== Page extract
Tokenizers#

Wrapper of HuggingFace AutoTokenizer https://huggingface.co/docs/transformers/main/en/model_doc/auto#transformers.AutoTokenizer.

Parameters:

pretrained_model_name – corresponds to HuggingFace-AutoTokenizer’s ‘pretrained_model_name_or_path’ input argument. For more details please refer to the documentation of the from_pretrained method here: https://huggingface.co/docs/transformers/main/en/model_doc/auto#transformers.AutoTokenizer. The list of all supported models can be found here: https://huggingface.co/models
vocab_file – path to file with vocabulary which consists of characters separated by newlines.
mask_token – mask token
bos_token – the beginning of sequence token
eos_token – the end of sequence token. Usually equal to sep_token
pad_token – token to use for padding
sep_token – token used for separating sequences
cls_token – class token. Usually equal to bos_token
unk_token – token to use for unknown tokens
additional_special_tokens – list of other tokens beside standard special tokens (bos, eos, pad, etc.). For example, sentinel tokens for T5 (<extra_id_0>, <extra_id_1>, etc.)
use_fast – whether to use fast HuggingFace tokenizer
include_special_tokens – when True, converting text to ids will include special tokens / prompt tokens (if any), yielding self.tokenizer(text).input_ids
chat_template – The chat template string to format “messages” with against the underlying HF tokneizer with apply_chat_template function

class nemo.collections.common.tokenizers.SentencePieceTokenizer( model_path: str, special_tokens: Dict[str, str] | List[str] | None = None, legacy: bool = False, ignore_extra_whitespaces: bool = True, chat_template: Dict | None = None, trim_spm_separator_after_special_token=True, spm_separator='▁', )#

Sentencepiecetokenizer google/sentencepiece.
====
== Data provided
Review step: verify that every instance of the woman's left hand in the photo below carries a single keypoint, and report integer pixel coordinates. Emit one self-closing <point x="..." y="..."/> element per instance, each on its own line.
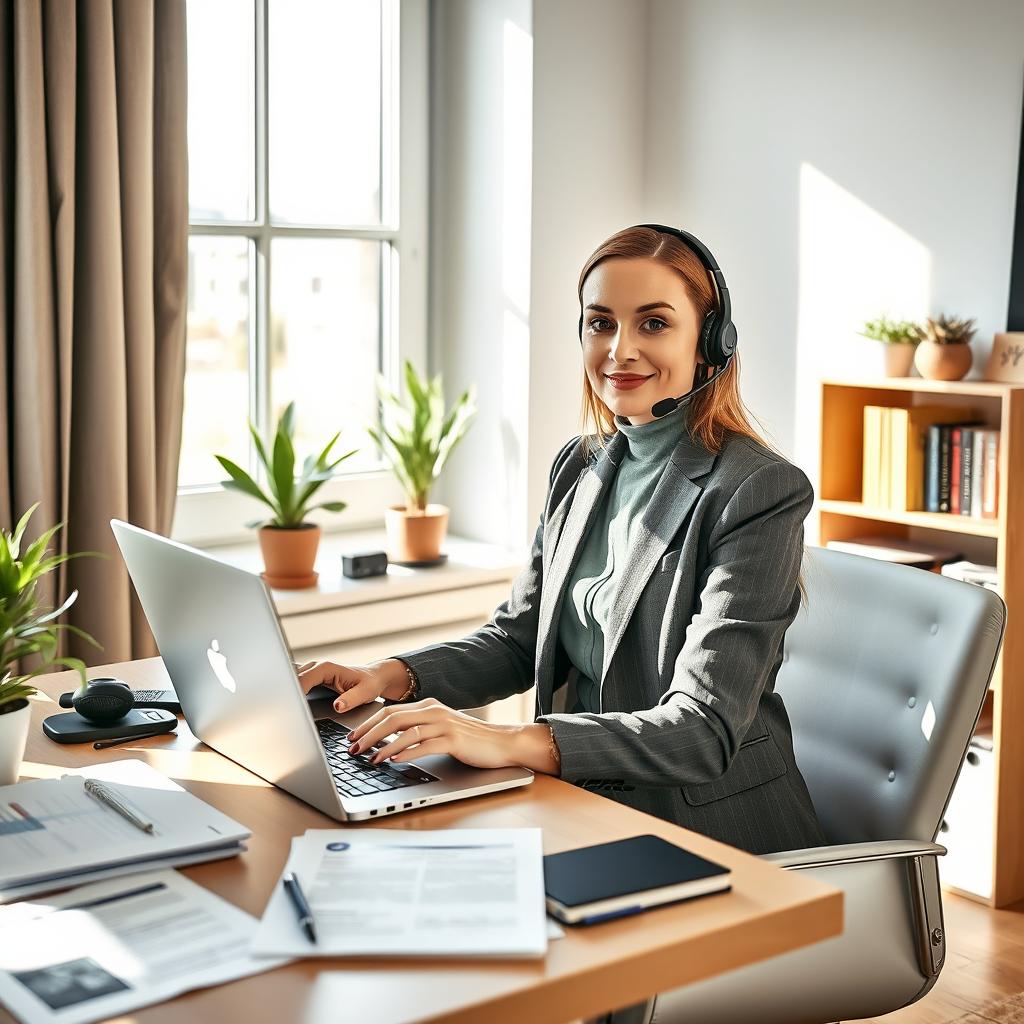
<point x="429" y="727"/>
====
The tasks:
1. Reproduce the stretch of the tokenizer documentation from "use_fast – whether" through "Sentencepiecetokenizer google/sentencepiece.".
2. Resume the tokenizer documentation after its final sentence and carry it forward.
The lines above have no connection to the tokenizer documentation.

Exercise results:
1.
use_fast – whether to use fast HuggingFace tokenizer
include_special_tokens – when True, converting text to ids will include special tokens / prompt tokens (if any), yielding self.tokenizer(text).input_ids
chat_template – The chat template string to format “messages” with against the underlying HF tokneizer with apply_chat_template function

class nemo.collections.common.tokenizers.SentencePieceTokenizer( model_path: str, special_tokens: Dict[str, str] | List[str] | None = None, legacy: bool = False, ignore_extra_whitespaces: bool = True, chat_template: Dict | None = None, trim_spm_separator_after_special_token=True, spm_separator='▁', )#

Sentencepiecetokenizer google/sentencepiece.

2.
Parameters:

model_path – path to sentence piece tokenizer model. To create the model use create_spt_model()
special_tokens – either list of special tokens or dictionary of token name to token value
legacy – when set to True, the previous behavior of the SentecePiece wrapper will be restored, including the possibility to add special tokens inside wrapper.
ignore_extra_whitespaces – whether to ignore extra whitespaces in the input text while encoding. Note: This is done for the current models tokenizers that don’t handle extra whitespaces as by default tokenizer learned to ignore it. To check if the tokenizer by default ignores extra whitespaces refer to self.removed_extra_spaces attribute of the tokenizer. We added a parameter to process_asr_tokenizer.py for upcoming models to handle it inbuilt.

__init__( model_path: str, special_tokens: Dict[str, str] | List[str] | None = None, legacy: bool = False, ignore_extra_whitespaces: bool = True, chat_template: Dict | None = None, trim_spm_separator_after_special_token=True, spm_separator='▁', )#

class nemo.collections.common.tokenizers.TokenizerSpec#

Inherit this class to implement a new tokenizer.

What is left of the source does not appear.